■ **What to produce**
Leaving out every line before the one with "Indicate the pavement", write out the rest of the records below exactly.

┏━━

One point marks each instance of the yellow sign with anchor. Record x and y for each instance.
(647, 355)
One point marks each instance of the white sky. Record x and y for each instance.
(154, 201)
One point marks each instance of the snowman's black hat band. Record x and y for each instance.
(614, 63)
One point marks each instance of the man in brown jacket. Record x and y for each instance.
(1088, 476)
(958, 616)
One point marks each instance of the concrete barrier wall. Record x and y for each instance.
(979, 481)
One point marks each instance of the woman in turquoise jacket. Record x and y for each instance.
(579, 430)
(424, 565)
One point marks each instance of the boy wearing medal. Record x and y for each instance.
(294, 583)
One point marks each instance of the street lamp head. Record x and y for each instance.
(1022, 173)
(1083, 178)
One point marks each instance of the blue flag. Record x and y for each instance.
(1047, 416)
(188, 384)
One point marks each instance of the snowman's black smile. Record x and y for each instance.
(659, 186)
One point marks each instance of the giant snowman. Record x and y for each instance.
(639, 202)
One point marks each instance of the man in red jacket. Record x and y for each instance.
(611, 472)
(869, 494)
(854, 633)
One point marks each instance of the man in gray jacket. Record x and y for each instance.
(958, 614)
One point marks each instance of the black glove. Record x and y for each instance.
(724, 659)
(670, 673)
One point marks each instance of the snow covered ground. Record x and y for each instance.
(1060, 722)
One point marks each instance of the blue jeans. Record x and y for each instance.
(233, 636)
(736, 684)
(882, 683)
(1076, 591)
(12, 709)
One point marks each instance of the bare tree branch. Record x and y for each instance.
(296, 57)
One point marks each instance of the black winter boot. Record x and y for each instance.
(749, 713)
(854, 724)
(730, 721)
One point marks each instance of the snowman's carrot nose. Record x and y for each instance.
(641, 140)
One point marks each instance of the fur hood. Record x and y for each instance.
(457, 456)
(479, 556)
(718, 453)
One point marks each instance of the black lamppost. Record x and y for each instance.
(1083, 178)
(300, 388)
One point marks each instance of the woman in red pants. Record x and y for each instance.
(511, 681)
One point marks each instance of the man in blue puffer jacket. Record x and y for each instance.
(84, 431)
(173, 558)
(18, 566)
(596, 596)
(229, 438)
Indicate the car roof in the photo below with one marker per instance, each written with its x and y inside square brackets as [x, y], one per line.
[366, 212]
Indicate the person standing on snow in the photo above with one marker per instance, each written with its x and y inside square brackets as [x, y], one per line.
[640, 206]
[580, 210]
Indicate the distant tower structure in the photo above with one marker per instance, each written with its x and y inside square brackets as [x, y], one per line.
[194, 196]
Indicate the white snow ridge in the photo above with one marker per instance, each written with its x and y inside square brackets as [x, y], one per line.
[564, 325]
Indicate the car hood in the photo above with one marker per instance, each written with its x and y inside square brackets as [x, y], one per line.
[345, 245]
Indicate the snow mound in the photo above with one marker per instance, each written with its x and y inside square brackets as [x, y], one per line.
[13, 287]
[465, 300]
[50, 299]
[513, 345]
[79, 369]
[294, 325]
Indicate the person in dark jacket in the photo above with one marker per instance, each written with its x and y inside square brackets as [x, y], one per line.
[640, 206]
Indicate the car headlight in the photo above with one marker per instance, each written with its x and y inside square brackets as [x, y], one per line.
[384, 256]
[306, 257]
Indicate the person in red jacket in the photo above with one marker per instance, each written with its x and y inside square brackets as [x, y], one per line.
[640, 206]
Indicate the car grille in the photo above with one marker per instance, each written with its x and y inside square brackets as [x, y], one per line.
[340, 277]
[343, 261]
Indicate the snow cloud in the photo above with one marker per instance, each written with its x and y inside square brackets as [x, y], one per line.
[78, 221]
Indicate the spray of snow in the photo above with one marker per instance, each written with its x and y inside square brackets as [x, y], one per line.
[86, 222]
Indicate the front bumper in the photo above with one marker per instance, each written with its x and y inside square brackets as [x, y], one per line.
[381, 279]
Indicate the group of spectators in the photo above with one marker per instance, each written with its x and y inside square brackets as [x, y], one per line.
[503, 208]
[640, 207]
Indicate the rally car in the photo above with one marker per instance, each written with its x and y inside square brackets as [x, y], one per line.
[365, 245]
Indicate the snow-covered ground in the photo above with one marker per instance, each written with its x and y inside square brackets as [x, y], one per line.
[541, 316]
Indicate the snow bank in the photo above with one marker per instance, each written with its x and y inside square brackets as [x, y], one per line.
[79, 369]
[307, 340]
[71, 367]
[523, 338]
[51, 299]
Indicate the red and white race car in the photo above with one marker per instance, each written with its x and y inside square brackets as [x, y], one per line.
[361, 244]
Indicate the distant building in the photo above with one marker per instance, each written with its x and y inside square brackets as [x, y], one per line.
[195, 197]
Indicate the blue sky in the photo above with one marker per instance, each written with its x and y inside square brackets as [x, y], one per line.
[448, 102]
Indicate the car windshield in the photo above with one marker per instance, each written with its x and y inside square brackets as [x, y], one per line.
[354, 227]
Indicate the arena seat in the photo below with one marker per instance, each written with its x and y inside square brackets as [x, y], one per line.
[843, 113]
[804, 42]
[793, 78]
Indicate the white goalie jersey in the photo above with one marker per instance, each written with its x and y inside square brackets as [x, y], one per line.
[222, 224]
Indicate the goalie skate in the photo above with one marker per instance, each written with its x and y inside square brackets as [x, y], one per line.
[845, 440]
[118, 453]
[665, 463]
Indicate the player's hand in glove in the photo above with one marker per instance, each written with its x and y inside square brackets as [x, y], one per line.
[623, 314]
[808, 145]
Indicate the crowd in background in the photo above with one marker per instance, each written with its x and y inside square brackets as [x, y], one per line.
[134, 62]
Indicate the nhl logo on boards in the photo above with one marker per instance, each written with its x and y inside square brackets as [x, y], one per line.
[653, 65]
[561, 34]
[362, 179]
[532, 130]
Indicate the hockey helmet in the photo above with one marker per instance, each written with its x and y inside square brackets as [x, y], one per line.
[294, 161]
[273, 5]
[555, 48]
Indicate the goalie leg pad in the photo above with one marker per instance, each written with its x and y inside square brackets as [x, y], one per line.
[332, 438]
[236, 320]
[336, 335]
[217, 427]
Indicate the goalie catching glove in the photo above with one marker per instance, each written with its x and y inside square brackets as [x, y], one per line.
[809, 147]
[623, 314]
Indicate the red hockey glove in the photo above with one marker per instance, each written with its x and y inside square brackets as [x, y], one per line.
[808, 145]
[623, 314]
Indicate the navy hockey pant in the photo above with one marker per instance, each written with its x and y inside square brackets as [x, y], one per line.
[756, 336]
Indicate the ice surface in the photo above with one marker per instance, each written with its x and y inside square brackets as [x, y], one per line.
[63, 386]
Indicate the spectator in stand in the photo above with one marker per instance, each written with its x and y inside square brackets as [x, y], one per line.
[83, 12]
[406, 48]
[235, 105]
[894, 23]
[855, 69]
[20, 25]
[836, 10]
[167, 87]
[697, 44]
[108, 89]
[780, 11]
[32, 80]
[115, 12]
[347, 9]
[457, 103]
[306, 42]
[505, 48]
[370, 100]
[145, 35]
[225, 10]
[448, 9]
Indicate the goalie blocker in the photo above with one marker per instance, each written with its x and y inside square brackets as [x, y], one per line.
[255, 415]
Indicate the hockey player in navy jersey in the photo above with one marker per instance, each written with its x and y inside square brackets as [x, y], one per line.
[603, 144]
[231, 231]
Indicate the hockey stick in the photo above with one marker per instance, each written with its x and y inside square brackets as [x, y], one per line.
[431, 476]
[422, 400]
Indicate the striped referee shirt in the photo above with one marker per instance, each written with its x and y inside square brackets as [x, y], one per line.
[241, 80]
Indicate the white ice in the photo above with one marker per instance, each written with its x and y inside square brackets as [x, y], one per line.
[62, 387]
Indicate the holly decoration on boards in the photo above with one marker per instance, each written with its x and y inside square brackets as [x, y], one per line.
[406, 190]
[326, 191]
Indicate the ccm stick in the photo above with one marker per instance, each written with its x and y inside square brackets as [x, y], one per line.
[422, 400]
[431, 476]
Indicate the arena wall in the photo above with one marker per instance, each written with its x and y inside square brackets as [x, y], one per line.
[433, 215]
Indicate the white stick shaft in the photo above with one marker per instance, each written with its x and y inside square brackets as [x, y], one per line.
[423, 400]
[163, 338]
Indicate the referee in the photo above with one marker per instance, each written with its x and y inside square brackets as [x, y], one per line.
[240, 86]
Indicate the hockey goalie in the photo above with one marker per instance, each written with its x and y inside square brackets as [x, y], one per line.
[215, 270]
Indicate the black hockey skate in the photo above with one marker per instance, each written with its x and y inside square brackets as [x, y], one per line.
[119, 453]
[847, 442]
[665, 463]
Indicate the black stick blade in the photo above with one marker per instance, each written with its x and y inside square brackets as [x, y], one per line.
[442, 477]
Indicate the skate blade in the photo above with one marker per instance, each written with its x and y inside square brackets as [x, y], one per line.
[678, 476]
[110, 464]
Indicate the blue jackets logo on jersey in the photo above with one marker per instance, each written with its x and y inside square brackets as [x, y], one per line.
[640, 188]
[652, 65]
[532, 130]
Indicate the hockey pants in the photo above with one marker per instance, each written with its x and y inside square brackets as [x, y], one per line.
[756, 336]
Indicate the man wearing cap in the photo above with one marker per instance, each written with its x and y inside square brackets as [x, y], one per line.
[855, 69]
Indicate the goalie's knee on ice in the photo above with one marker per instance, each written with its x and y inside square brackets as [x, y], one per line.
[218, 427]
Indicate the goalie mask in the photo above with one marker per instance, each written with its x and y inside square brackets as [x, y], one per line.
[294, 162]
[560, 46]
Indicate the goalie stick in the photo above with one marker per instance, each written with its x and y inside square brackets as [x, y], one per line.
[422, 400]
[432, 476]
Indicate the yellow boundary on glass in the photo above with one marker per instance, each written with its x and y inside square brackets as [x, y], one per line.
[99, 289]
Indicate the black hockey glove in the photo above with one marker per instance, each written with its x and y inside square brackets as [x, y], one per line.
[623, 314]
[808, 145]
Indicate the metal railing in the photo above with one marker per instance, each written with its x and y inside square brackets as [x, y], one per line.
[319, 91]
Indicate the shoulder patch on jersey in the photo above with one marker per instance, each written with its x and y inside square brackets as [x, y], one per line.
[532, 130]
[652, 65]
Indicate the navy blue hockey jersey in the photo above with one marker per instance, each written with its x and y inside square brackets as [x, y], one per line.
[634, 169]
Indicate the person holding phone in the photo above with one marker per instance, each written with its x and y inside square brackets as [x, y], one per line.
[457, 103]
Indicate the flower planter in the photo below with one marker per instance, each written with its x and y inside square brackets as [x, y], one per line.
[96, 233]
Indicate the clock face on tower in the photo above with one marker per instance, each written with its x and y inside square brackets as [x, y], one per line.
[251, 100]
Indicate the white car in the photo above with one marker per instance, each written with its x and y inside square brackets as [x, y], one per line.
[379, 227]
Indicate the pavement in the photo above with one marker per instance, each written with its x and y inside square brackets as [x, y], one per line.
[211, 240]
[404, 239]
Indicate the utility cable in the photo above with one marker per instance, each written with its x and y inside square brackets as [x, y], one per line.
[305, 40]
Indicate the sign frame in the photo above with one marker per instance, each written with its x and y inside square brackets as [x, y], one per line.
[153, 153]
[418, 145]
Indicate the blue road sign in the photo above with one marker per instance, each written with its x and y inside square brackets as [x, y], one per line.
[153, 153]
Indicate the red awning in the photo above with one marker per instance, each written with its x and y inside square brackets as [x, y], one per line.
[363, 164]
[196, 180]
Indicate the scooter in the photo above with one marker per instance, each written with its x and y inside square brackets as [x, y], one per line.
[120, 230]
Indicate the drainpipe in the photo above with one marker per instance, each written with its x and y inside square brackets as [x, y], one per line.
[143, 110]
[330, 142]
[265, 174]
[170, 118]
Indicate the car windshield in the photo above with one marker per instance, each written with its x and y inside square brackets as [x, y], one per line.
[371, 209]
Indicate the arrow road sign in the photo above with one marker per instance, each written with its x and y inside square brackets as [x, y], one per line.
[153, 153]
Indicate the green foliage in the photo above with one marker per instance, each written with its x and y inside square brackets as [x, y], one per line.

┗━━

■ **Solved exercise**
Indicate the pavement in the photo above with one marker per instance, each written with its x and y inside square brackets as [x, y], one per line.
[211, 240]
[404, 239]
Indicate the utility cable in the photo above with one marker per instance, each written with its x and y inside square brackets as [x, y], one per line.
[305, 40]
Indicate the sign frame in the photo above with one marker per instance, each written with its x and y inside square brackets as [x, y], one per line.
[153, 153]
[418, 145]
Indicate the blue road sign in the photo above with one marker per instance, each written with its x and y inside square brackets as [x, y], one per line.
[153, 153]
Indicate the red awning in the photo above with one marker per instance, each written with its x and y inside square brackets as [x, y], one per line.
[363, 164]
[196, 180]
Indicate the scooter in the photo above with one marker per instance, each written with its x and y inside square brackets as [x, y], one per line.
[120, 230]
Indicate the drainpipe in the photo above with one marker per instance, each written with its x and y inside square brackets as [x, y], one per line.
[143, 110]
[330, 142]
[265, 174]
[170, 118]
Indicate the car windshield in the photo above with one marker per instance, each written with its x and y inside square brackets as [x, y], one per line.
[371, 209]
Indicate the arrow road sign in the photo above with one marker per instance, each written with its x and y inside square brackets as [x, y], one per line.
[153, 153]
Indicate the green foliage in the photo above with one marker per instance, each written with its x and y inside square brackets as [x, y], one per line.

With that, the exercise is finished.